| Exercise directions |
Would it be possible to output exactly, and only, the lines below from the one holding "point(95, 11)" to the last line, both included, with every picture left out?

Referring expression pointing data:
○ ○ ○ ○
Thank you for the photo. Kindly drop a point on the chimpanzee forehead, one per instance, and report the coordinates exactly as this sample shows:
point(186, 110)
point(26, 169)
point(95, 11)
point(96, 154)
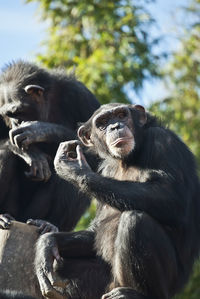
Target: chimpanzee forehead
○ ○ ○ ○
| Exercise result |
point(95, 11)
point(96, 154)
Target: chimpanzee forehead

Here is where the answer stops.